## ACTIVITY
Set down precisely the lines from the line with "Would you mind pointing out the trolleybus" through the end of the material, inclusive, and no pictures.

[Opening EXTRACTED RECORDS section]

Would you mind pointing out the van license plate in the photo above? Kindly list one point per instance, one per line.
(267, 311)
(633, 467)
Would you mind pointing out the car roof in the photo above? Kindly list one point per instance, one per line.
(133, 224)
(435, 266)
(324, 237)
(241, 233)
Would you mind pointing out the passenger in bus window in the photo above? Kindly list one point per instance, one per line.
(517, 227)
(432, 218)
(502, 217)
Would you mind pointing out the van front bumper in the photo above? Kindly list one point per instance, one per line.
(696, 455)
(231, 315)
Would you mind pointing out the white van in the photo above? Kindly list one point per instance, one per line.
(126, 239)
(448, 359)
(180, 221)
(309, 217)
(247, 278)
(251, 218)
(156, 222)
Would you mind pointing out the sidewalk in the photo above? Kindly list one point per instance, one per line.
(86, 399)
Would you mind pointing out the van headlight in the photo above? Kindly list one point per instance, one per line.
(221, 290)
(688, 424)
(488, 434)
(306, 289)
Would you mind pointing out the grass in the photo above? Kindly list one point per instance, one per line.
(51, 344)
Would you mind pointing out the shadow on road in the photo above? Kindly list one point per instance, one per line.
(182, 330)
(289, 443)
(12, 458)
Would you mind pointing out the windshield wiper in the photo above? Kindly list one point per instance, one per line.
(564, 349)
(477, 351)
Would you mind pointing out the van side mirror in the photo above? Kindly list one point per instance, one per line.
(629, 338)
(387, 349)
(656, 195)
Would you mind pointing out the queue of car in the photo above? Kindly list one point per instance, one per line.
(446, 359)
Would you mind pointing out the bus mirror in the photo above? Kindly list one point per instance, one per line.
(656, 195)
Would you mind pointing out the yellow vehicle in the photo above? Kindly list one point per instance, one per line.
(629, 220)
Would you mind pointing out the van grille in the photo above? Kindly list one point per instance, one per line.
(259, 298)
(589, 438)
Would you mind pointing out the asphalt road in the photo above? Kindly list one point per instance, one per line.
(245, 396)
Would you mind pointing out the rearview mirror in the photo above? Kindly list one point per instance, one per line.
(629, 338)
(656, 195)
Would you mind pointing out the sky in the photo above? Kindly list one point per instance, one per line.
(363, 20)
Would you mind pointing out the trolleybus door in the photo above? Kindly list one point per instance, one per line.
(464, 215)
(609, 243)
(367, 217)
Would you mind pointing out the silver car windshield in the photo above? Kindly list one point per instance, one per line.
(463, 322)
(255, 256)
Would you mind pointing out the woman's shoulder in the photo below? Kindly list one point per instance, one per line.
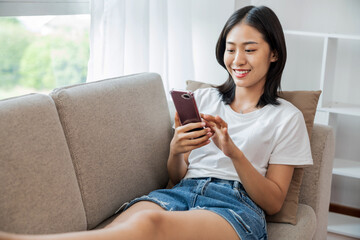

[Closing EXTRACTED RECORDS section]

## SOLUTION TO THIS PROBLEM
Would you mind pointing out the trolleybus door in the photo above? Kindly list one point per instance, one per line.
(464, 215)
(609, 243)
(367, 217)
Would you mind pointing out the silver car windshield in the photo above? Kindly list one point per instance, one per line.
(463, 322)
(255, 256)
Would you mind pointing out the woman's shoulder in the photo below? Kindly list one point per instance, one per line.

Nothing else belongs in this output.